#### Task instructions:
Leave the pictures out and transcribe every record exactly.

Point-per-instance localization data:
============

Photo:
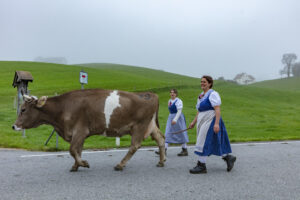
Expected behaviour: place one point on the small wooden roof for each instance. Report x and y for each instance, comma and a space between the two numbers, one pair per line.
22, 76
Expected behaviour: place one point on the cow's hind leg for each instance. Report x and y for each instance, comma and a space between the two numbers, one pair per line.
76, 149
136, 140
159, 138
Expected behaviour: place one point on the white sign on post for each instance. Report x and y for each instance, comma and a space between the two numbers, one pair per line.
83, 77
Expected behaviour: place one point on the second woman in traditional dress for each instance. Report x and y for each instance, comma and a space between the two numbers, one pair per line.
176, 123
212, 138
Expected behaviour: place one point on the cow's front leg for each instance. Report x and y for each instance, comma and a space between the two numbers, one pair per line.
159, 138
75, 151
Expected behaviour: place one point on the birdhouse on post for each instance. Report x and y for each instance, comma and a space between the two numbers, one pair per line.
21, 80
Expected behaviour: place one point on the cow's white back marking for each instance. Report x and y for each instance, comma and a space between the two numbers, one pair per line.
111, 103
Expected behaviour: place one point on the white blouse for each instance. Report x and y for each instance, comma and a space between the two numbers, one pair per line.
178, 104
214, 98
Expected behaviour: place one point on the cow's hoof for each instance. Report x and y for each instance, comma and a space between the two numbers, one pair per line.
85, 164
160, 164
118, 167
74, 169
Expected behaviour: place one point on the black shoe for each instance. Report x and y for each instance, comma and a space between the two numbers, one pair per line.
183, 152
157, 152
229, 159
199, 169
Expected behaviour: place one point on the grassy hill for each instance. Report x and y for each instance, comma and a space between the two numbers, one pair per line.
290, 84
251, 113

============

#### Written response:
Photo:
Expected behaviour: place one point on the small wooden roof for each instance. Report x and y for each instance, comma and a space between the two numbers, one pair per line.
22, 76
Expected behaviour: place one point on the cow's hind leg for each instance. Report x and y for each instance, comma and a space between the two numbers, one pair per line.
76, 149
136, 140
159, 138
Expected behaviour: place one point on the white sign on post for each instance. Report x and y for each instance, comma and a space between the two numbers, one pair per line.
83, 77
Expected behaviour: place one point on the second woman in traditional dress for each instance. Report x and y for each instance, comma and a space between the two numbers, one pair per line.
176, 123
212, 138
Expected behaviour: place one point on the cow's front leg for each instance. Report x and y for each instance, comma and a space between the two numbers, one pair per line.
159, 138
75, 151
Expected behaviour: place one point on the birdhouse on post for each instance. Report x and y for each instance, comma and a space between the two numbers, one pair per line.
21, 80
Expected behaviour: place one point on the cow's white back marking for each instance. Report x and y for each instance, comma and a space between the two numbers, one pair per line.
111, 103
Expected behaviour: place one point on the white blouse for each instance. Report x and y for each instance, comma and a space between the two numbers, one pair per line.
178, 104
214, 98
Expected behaviour: place one point on the cow's hoof for each instance. Report x and y for each instance, comma and a space between the two numbers, one pair per line.
85, 164
160, 164
118, 167
74, 169
Expected behaviour: place one point on the black shoe for each instance. Report x and y for each instance, comma and a space between the two numbers, one pair per line.
183, 152
157, 152
229, 159
199, 169
Expected behaviour: place one point on the grassy hill for each instance. Report x and y for each instance, comma and a space between the two numbers, one pair per line.
290, 84
251, 113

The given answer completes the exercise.